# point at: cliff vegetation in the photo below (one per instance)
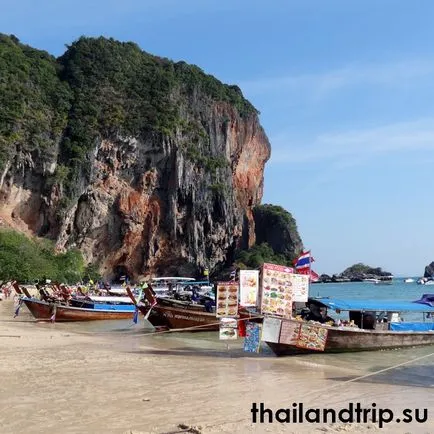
(142, 164)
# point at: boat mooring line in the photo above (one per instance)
(165, 331)
(371, 374)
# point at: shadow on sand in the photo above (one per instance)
(414, 376)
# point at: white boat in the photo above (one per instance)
(372, 280)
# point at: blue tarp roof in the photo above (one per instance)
(375, 305)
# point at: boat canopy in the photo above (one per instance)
(426, 299)
(374, 305)
(175, 279)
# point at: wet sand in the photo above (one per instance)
(110, 377)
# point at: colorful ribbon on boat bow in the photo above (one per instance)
(136, 312)
(17, 310)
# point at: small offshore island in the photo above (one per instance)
(357, 273)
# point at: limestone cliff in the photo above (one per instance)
(147, 166)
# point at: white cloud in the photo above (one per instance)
(319, 85)
(354, 146)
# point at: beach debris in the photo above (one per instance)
(184, 428)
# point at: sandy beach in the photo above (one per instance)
(99, 378)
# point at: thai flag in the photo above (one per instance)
(313, 276)
(303, 261)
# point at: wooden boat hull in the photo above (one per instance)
(44, 311)
(347, 340)
(174, 317)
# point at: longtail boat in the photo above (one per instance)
(54, 310)
(374, 325)
(177, 314)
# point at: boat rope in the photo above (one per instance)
(157, 333)
(361, 377)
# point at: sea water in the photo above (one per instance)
(138, 338)
(398, 290)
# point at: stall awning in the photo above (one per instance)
(374, 305)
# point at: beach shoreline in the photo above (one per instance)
(73, 379)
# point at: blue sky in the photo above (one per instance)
(345, 91)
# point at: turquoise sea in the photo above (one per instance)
(398, 290)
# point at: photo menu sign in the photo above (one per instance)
(300, 287)
(277, 290)
(227, 299)
(249, 287)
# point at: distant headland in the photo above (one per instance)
(357, 273)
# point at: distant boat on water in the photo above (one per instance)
(425, 281)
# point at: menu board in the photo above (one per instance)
(252, 341)
(289, 332)
(271, 329)
(276, 297)
(228, 329)
(227, 299)
(312, 337)
(300, 287)
(249, 286)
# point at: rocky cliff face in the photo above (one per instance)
(145, 165)
(276, 227)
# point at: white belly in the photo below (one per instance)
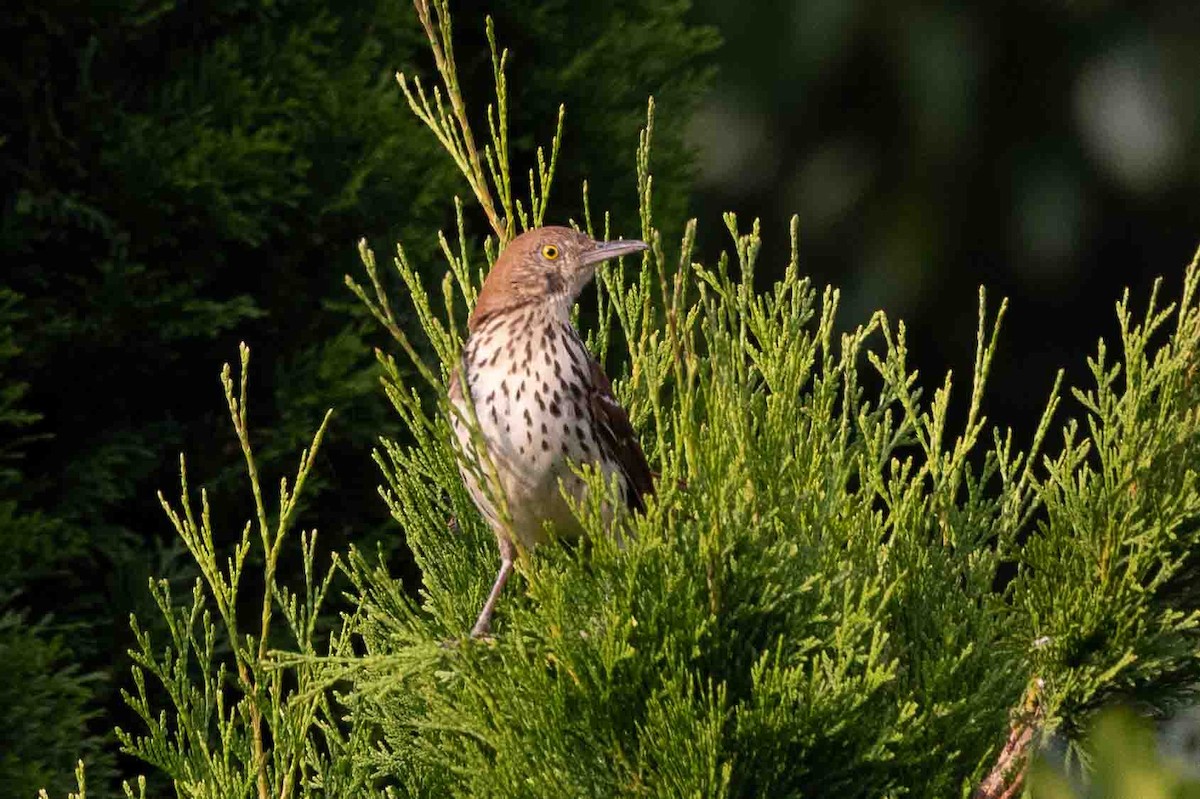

_Exercise instructions:_
What's needed is a word-for-word retyping of the listing, minus its pictures.

_Solution below:_
# point at: cliff vegetation in the photo below (one per instance)
(142, 164)
# point at: boat mooring line in the photo above (one per instance)
(165, 331)
(371, 374)
# point at: shadow on sand in the photo above (one per instance)
(414, 376)
# point at: white boat in the photo above (one per instance)
(372, 280)
# point at: blue tarp roof in the photo above (one per instance)
(375, 305)
# point at: boat canopy in the photo above (one per instance)
(426, 299)
(374, 305)
(175, 279)
# point at: wet sand in the photo above (one per instance)
(110, 377)
# point at: colorful ribbon on boat bow in the photo above (one per instance)
(136, 312)
(17, 310)
# point at: small offshore island in the photo above (one per instance)
(357, 273)
# point at: limestone cliff in the photo above (one per instance)
(147, 166)
# point at: white cloud in the photo above (one per instance)
(319, 85)
(354, 146)
# point at: beach debris in the photo above (one per instance)
(184, 428)
# point at: sandy beach in the photo above (one per instance)
(99, 378)
# point at: thai flag in the photo above (one per instance)
(313, 276)
(303, 261)
# point at: wooden boat hull in the photo above (one per instance)
(44, 311)
(347, 340)
(174, 317)
# point at: longtail boat in the photo above (one per instance)
(54, 310)
(374, 325)
(177, 314)
# point at: boat rope in the photo above (one per instance)
(157, 333)
(361, 377)
# point at: sea water in the photo above (one per instance)
(138, 338)
(398, 290)
# point at: stall awning in the photo above (one per instance)
(374, 305)
# point at: beach shoreline in the photo above (one per instance)
(73, 379)
# point at: blue sky in the photo above (one per instance)
(345, 91)
# point at: turquoise sea in the photo above (one per instance)
(398, 290)
# point at: photo menu sign in the photo above (one per instance)
(300, 287)
(277, 290)
(227, 299)
(249, 287)
# point at: distant headland in the photo above (one per instance)
(357, 273)
# point at: distant boat on water in the photo above (one per instance)
(425, 281)
# point at: menu board in the photo above (one per instance)
(252, 341)
(289, 332)
(271, 329)
(276, 297)
(228, 329)
(227, 299)
(312, 337)
(300, 287)
(249, 286)
# point at: rocky cliff face in the photo above (one per instance)
(145, 165)
(276, 227)
# point at: white belly in the photo below (one per instance)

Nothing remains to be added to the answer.